* _WRITTEN REQUEST_
Return each line below that contains the word "black".

* _RECORDS FOR THE TASK_
——
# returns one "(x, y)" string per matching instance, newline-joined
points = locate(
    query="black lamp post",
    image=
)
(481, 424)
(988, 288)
——
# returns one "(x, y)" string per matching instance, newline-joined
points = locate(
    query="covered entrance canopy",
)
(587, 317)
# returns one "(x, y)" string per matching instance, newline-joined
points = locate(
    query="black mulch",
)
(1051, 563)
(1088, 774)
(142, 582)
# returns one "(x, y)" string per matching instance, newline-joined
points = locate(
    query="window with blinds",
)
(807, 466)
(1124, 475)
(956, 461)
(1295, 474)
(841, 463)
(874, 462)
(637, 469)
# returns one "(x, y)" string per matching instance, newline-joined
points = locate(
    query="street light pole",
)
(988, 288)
——
* _WRITTEN ANSWER_
    query="black lamp post",
    query="black mulch",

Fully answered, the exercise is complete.